_Requirement_
Express every line of the entries that follow as a Markdown table with the columns No. and Text, numbering each row and skipping blank lines. Leave the pictures out of the table.

_Data listing_
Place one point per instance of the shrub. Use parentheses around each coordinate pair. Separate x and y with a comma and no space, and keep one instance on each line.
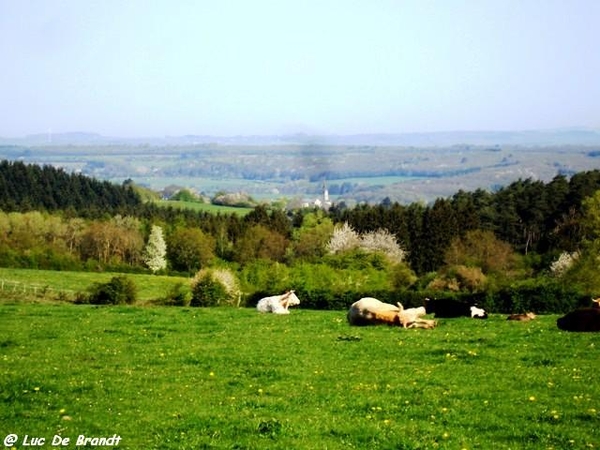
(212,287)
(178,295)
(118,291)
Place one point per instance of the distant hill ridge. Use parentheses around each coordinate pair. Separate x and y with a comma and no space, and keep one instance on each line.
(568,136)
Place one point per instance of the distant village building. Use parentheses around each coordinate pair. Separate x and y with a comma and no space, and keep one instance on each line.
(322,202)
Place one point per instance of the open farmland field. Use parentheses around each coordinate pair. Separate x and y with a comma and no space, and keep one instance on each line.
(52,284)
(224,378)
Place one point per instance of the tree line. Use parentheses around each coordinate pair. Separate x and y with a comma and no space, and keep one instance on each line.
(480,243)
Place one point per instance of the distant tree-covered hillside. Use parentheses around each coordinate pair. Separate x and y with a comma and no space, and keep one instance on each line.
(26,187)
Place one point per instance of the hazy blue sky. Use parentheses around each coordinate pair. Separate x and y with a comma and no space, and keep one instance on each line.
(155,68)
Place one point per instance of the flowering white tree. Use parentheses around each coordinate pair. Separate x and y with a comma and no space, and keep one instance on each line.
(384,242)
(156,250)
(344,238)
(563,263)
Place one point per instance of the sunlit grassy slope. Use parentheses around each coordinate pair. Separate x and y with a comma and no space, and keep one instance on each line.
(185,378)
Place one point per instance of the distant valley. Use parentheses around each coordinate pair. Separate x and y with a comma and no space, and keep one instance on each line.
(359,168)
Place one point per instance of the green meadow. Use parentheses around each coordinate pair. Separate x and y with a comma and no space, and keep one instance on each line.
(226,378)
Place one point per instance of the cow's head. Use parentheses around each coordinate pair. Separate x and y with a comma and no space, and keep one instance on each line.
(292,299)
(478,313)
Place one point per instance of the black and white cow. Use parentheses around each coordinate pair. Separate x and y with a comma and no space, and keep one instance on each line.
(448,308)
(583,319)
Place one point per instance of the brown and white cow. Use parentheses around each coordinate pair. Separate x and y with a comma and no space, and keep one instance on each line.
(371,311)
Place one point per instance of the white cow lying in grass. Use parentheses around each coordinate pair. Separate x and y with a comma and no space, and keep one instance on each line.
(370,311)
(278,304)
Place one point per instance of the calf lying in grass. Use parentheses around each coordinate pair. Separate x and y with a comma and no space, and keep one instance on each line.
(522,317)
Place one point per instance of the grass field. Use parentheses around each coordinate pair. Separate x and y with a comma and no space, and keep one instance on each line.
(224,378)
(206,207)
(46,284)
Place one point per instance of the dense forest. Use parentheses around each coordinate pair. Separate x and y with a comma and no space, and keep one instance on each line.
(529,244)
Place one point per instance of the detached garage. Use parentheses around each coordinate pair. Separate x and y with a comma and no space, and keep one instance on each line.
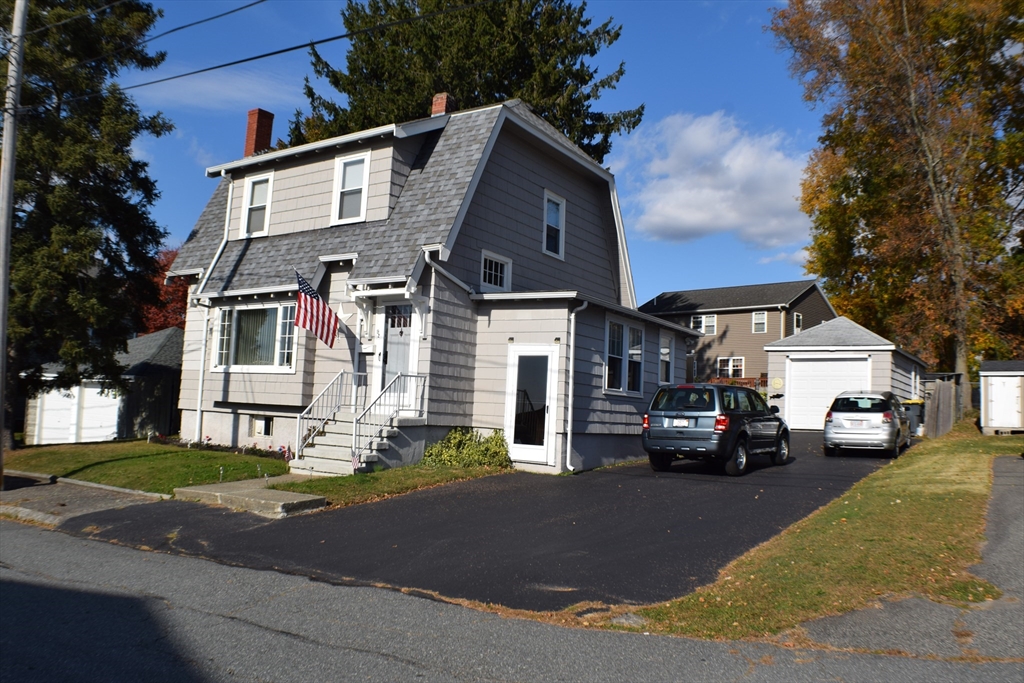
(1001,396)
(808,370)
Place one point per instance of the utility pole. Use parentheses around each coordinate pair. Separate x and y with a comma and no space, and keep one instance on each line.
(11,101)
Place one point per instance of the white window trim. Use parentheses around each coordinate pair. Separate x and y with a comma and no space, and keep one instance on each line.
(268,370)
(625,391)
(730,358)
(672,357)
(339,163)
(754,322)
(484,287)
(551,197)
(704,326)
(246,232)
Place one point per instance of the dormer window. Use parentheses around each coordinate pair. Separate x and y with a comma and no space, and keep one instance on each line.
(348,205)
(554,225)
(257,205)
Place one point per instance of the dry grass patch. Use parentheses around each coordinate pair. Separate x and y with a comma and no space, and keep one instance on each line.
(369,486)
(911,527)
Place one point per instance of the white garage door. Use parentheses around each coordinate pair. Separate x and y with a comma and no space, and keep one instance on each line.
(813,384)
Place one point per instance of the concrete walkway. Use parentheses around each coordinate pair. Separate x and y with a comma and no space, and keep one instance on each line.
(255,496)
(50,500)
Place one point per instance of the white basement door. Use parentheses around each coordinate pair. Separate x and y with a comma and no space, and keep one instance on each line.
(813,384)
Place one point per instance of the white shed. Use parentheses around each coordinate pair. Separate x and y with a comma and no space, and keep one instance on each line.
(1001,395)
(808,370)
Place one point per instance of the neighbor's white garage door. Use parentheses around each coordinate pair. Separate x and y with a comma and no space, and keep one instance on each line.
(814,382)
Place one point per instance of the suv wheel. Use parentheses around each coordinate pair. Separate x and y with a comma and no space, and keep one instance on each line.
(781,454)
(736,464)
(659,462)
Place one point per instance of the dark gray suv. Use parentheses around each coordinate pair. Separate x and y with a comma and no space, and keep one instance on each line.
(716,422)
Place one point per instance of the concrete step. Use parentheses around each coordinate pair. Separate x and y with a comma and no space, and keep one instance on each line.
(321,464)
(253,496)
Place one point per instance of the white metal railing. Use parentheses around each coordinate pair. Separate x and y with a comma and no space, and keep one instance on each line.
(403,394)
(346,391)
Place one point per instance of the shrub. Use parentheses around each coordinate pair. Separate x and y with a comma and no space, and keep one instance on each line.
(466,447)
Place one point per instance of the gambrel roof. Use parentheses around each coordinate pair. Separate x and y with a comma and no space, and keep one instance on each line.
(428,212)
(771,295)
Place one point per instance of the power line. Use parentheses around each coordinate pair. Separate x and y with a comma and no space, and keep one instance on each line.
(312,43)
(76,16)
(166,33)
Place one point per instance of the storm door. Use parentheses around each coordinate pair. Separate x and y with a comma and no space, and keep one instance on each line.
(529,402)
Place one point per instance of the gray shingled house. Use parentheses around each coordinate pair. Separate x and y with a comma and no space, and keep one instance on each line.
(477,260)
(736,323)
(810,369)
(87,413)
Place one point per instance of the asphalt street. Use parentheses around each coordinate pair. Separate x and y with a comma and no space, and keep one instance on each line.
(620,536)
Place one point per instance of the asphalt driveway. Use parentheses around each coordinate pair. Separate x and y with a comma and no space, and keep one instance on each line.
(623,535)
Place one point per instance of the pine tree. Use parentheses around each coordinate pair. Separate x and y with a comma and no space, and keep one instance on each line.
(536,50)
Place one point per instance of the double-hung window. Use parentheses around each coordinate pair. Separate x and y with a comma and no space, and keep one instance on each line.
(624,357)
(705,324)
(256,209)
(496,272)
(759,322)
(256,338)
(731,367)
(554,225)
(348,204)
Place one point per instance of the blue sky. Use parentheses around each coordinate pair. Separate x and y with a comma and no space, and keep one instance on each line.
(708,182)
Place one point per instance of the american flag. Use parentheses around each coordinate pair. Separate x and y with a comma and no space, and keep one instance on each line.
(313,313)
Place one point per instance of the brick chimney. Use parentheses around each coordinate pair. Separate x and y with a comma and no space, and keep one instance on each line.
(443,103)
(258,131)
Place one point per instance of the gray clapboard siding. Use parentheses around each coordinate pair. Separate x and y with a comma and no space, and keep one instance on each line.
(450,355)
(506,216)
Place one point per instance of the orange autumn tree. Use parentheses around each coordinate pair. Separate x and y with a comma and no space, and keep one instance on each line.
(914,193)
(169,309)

_Exercise result_
| No. | Text |
|---|---|
| 1 | Place one point per instance of the shrub. Use parentheses around each coordinate pair. Separate x and y with a comma and no space, and keep one instance on each line. |
| 2 | (212,287) |
| 3 | (178,295) |
| 4 | (118,291) |
| 5 | Place one point per instance of the distant hill ridge. Use parentheses around each coordinate pair. Separate x and y with a comma and no space, and keep one instance on each line. |
| 6 | (568,136) |
| 7 | Place one point per instance of the distant village building. Use parentheses around each coordinate pair. Separate x and y with a comma and no space, and keep one instance on each line. |
| 8 | (322,202) |
| 9 | Place one point per instance of the open farmland field. Use parentheses around each coordinate pair. Separate x and y with a comma and no space, and keep one instance on each line. |
| 10 | (52,284) |
| 11 | (224,378) |
| 12 | Place one point per instance of the tree line. Use parentheses around each coordinate pair. Separate x and y with a comma and no space, and keep one instance on each line. |
| 13 | (480,243) |
| 14 | Place one point per instance of the distant tree-covered hillside. Use parentheses around each coordinate pair. Separate x and y with a comma and no space, and keep one instance on each line. |
| 15 | (26,187) |
| 16 | Place one point per instance of the hazy blue sky. Use parentheses around each coordinate pair. Separate x and y with a comma and no space, and keep one instance on each line. |
| 17 | (155,68) |
| 18 | Place one point per instance of the flowering white tree. Use parentheses around each coordinate pair. Separate x and y with a comma and no space, and keep one instance on each line. |
| 19 | (384,242) |
| 20 | (156,250) |
| 21 | (344,238) |
| 22 | (563,263) |
| 23 | Place one point per instance of the sunlit grassy slope. Use parentheses around each coordinate pair. Separate x and y with a comma and no space, and keep one instance on each line. |
| 24 | (185,378) |
| 25 | Place one point per instance of the distant valley. Use parentheses around each coordinate pair. Separate x and y with a comma and no space, and keep one instance on each line. |
| 26 | (359,168) |
| 27 | Place one point per instance of the green meadow. Use parentheses around each coordinate pair. Separate x and y with a comma and no space, and keep one instance on each line. |
| 28 | (226,378) |
| 29 | Place one point per instance of the cow's head. Use parentheses around each coordinate pair. Separate x and y with a comma and no space, and keep one instance on each line. |
| 30 | (292,299) |
| 31 | (478,313) |
| 32 | Place one point per instance of the black and white cow. Use parentheses around each coordinate pair. Separate x and y with a comma and no space, and keep one instance on each line. |
| 33 | (448,308) |
| 34 | (583,319) |
| 35 | Place one point per instance of the brown and white cow. Use parentheses around each coordinate pair. Separate x and y with a comma and no space, and keep one instance on each line. |
| 36 | (371,311) |
| 37 | Place one point per instance of the white cow lying in grass. Use parentheses around each coordinate pair. Separate x and y with a comma and no space, and keep one instance on each line. |
| 38 | (370,311) |
| 39 | (278,304) |
| 40 | Place one point per instance of the calf lying in grass. Use parentheses around each coordinate pair. Separate x and y with a comma and no space, and keep one instance on each line. |
| 41 | (522,317) |
| 42 | Place one point per instance of the grass field. Use parentheses around each coordinate pair. Separate x and y with a comma and no space, and keep one instance on each line. |
| 43 | (224,378) |
| 44 | (206,207) |
| 45 | (46,284) |
| 46 | Place one point per instance of the dense forest. Use parentheses around each coordinate pair. Separate x and y with a comma and no space, and keep one instance on each line. |
| 47 | (529,244) |
| 48 | Place one point per instance of the detached garage. Use parentheses around each coordinate pair. Separate x and y with a comma and no space, and keep one instance on each line. |
| 49 | (1001,396) |
| 50 | (808,370) |
| 51 | Place one point per instance of the utility pole. Use parentheses around each coordinate pair. Separate x and y with a comma and no space, and keep one instance on each line. |
| 52 | (11,101) |
| 53 | Place one point per instance of the white window trim. Use parentheses around each coordinate pair. Separate x and y with a comma and no space, and keep one instance on each line. |
| 54 | (268,370) |
| 55 | (625,391) |
| 56 | (730,358) |
| 57 | (672,357) |
| 58 | (339,163) |
| 59 | (754,322) |
| 60 | (484,287) |
| 61 | (551,197) |
| 62 | (704,326) |
| 63 | (246,232) |
| 64 | Place one point per instance of the dormer window. Use parentheses around each coordinate pair. Separate x and y with a comma and no space, and keep one instance on each line. |
| 65 | (348,205) |
| 66 | (554,225) |
| 67 | (257,205) |
| 68 | Place one point per instance of the dry grass patch. Use parentheses around each coordinate pair. Separate x and y with a comma and no space, and keep one instance on each line. |
| 69 | (369,486) |
| 70 | (911,527) |
| 71 | Place one point per instance of the white garage door. Use parentheses around each coordinate pair. Separate x and y with a comma and no space, and keep one instance on each line. |
| 72 | (813,384) |
| 73 | Place one point per instance of the concrete walkway. Use parentheses around each coordinate pair. Separate x and y with a comma and no space, and keep one instance on each line. |
| 74 | (255,496) |
| 75 | (50,500) |
| 76 | Place one point per instance of the white basement door. Use parentheses around each coordinate pair. Separate x and y with a comma and no space, and keep one instance on each line. |
| 77 | (813,384) |
| 78 | Place one point per instance of the white shed. Use parentheses around each coordinate pair. Separate x and y with a comma and no space, and keep one instance on each line. |
| 79 | (1001,395) |
| 80 | (808,370) |
| 81 | Place one point per instance of the neighbor's white garage door. Use parentheses around each coordinate pair. Separate x and y with a comma and no space, and keep one instance on each line. |
| 82 | (814,382) |
| 83 | Place one point per instance of the suv wheel. Use parentheses around each coordinate pair. Separate x and y with a comma and no space, and keep one instance on each line. |
| 84 | (781,454) |
| 85 | (736,464) |
| 86 | (659,462) |
| 87 | Place one point per instance of the dark gray suv. Use parentheses around each coordinate pair. Separate x and y with a comma and no space, and keep one instance on each line. |
| 88 | (716,422) |
| 89 | Place one point per instance of the concrete step. Use parentheses around each coordinate pair. Separate x and y with a comma and no space, and keep one instance on each line. |
| 90 | (321,464) |
| 91 | (253,496) |
| 92 | Place one point per instance of the white metal railing. Use parentheses around each coordinate pair. Separate x and y with a comma and no space, and keep one instance on each line. |
| 93 | (403,394) |
| 94 | (346,391) |
| 95 | Place one point per instance of the shrub. Use parentheses around each coordinate pair. Separate x and y with a comma and no space, and keep one instance on each line. |
| 96 | (466,447) |
| 97 | Place one point per instance of the gambrel roof. Use parentheses around each coordinate pair. Separate x and y with a comma and no space, and keep one instance on each line. |
| 98 | (428,212) |
| 99 | (771,295) |
| 100 | Place one point per instance of the power line. Use parentheses around each coordinate pair. Separate x and y with a comma and no space, and keep one instance on each line. |
| 101 | (312,43) |
| 102 | (76,16) |
| 103 | (166,33) |
| 104 | Place one point per instance of the storm door. Use parentheses around each coordinate pair. Separate x and y with a comma and no space, and keep one instance on each line. |
| 105 | (529,402) |
| 106 | Place one point per instance of the gray shingled house. Use parentheses around each coordinate pair. Separate x and y with a comma and no space, and keep one instance on each line. |
| 107 | (477,260) |
| 108 | (736,323) |
| 109 | (810,369) |
| 110 | (87,413) |
| 111 | Place one point per instance of the asphalt street. Use parentheses around each coordinate pair. Separate x and y with a comma and no space, and keep one instance on each line. |
| 112 | (620,536) |
| 113 | Place one point per instance of the asphalt driveway. Use parentheses around each coordinate pair. Separate x and y with a comma and no space, and keep one instance on each line. |
| 114 | (623,535) |
| 115 | Place one point per instance of the pine tree. Use parentheses around each coordinate pair. Separate x and y with a comma and no space, and keep one instance on each line. |
| 116 | (536,50) |
| 117 | Place one point per instance of the double-hung window. Use parentheses around each coordinate pair. Separate x and y with a comma and no space, and keep one instance on each line. |
| 118 | (624,357) |
| 119 | (705,324) |
| 120 | (256,209) |
| 121 | (496,272) |
| 122 | (759,322) |
| 123 | (256,338) |
| 124 | (731,367) |
| 125 | (554,225) |
| 126 | (348,204) |
| 127 | Place one point per instance of the blue sky. Use parentheses around each coordinate pair. Separate x and y with a comma and no space, and keep one instance on each line. |
| 128 | (708,182) |
| 129 | Place one point per instance of the american flag. Use parentheses around each coordinate pair. Separate x and y with a comma and no space, and keep one instance on each line. |
| 130 | (313,313) |
| 131 | Place one point per instance of the brick chimney. Use parentheses around each coordinate pair. Separate x and y with a comma and no space, and keep one instance on each line. |
| 132 | (443,103) |
| 133 | (258,131) |
| 134 | Place one point per instance of the gray clapboard siding. Use parentheses around each coordinate pair. Separate x and y with a comma and no space, and keep one instance on each line. |
| 135 | (450,355) |
| 136 | (506,216) |
| 137 | Place one point per instance of the orange autumn tree. Use parentheses around each coordinate pair. Separate x and y with a comma and no space, and keep one instance on each line. |
| 138 | (914,193) |
| 139 | (169,309) |